La pression sur M. Fergus, député libéral de la circonscription de Hull—Aylmer, aurait été plus forte si les néo-démocrates avaient eu une position inverse. Dans ce cas, une majorité d’élus auraient réclamé qu’il renonce à ses fonctions.

C’est plutôt le scénario contraire qui se profile puisque, dès l’avant-midi, la leader parlementaire du gouvernement, Karina Gould, a signalé que les libéraux maintiennent leur confiance envers le président de la Chambre.

« C’était une erreur, ce qu’il a fait, mais il l’a reconnu », a-t-elle soutenu en mêlée de presse, précisant que M. Fergus s’est excusé et a assuré aux députés qu’un tel incident ne se reproduirait plus.

Les libéraux forment une minorité en Chambre, mais atteignent une majorité si on y additionne les élus du NPD.

M. Boulerice estime qu’une démission du président et, conséquemment, une nouvelle élection pour élire son successeur, seraient une « distraction ».

« Je pense qu’il reste huit jours et demi avant la fin de la session parlementaire. On a beaucoup de travail à faire, on ne veut pas avoir une distraction qui va paralyser le Parlement pendant deux, trois jours », a-t-il affirmé.

Son collègue Peter Julian, leader parlementaire, a réitéré que les néo-démocrates sont d’avis, tout comme les conservateurs, que l’incident concernant M. Fergus devrait faire l’objet d’une étude en comité. « C’est ça qu’on préconise », a-t-il résumé.

Selon une procédure parlementaire lancée par le leader en Chambre de l’opposition officielle, Andrew Scheer, il est déjà établi qu’un renvoi du dossier pour considération aux élus d’un comité pourrait survenir.

Le vice-président aux Communes, Chris d’Entremont, aurait pu décider d’autoriser cela de par l’autorité de la présidence, qui lui a été confiée pour trancher sur la question parce que M. Fergus s’est récusé des discussions qui le concernent.

### PETIT EXERCICE
Relevez toutes les personnes que l'extrait sur le président de la Chambre désigne par leur prénom et leur nom.

Lignes d'un jeu de données de pointage:
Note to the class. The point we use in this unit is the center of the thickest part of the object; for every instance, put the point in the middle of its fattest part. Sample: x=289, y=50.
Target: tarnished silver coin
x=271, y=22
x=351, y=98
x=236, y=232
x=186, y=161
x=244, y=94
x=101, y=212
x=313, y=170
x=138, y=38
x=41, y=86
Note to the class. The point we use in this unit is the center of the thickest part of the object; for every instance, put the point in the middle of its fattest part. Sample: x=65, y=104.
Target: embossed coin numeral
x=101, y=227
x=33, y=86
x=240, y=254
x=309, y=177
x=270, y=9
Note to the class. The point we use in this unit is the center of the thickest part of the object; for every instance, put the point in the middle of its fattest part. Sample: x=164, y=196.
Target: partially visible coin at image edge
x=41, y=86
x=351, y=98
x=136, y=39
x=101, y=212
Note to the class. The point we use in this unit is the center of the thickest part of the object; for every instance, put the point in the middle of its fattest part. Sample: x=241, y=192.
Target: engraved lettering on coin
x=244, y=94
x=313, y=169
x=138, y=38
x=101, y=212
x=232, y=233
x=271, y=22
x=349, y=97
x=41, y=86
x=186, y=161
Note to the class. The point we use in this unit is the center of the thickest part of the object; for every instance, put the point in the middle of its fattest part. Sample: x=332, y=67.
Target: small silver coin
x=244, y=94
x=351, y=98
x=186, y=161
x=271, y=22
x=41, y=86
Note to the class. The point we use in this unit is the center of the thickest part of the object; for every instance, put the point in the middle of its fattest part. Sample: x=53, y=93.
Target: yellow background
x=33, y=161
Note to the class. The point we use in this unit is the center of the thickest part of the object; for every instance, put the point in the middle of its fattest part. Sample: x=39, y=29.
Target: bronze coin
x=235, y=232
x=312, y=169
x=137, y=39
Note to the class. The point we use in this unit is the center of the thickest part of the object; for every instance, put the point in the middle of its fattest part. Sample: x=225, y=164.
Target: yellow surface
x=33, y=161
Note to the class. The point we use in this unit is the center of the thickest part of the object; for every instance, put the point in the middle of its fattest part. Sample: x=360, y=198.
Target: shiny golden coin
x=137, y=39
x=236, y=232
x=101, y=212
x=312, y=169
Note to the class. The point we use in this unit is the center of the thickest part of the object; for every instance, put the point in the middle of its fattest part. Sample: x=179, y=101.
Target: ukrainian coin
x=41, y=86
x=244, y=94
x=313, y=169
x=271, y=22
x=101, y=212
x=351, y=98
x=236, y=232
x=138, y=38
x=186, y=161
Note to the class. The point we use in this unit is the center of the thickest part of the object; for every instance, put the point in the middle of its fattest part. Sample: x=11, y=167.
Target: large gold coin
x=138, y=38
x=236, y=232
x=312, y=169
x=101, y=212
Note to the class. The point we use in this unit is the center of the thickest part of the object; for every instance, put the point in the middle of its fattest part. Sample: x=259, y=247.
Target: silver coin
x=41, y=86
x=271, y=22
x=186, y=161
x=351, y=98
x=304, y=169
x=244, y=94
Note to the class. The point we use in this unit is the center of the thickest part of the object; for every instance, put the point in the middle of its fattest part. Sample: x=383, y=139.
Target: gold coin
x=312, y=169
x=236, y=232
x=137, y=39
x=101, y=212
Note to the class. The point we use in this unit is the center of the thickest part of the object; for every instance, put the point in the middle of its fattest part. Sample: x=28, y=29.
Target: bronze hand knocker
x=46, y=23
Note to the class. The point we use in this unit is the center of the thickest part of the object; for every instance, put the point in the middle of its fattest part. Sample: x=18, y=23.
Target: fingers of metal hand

### RÉPONSE RÉDIGÉE
Karina Gould, Peter Julian, Andrew Scheer, Chris d'Entremont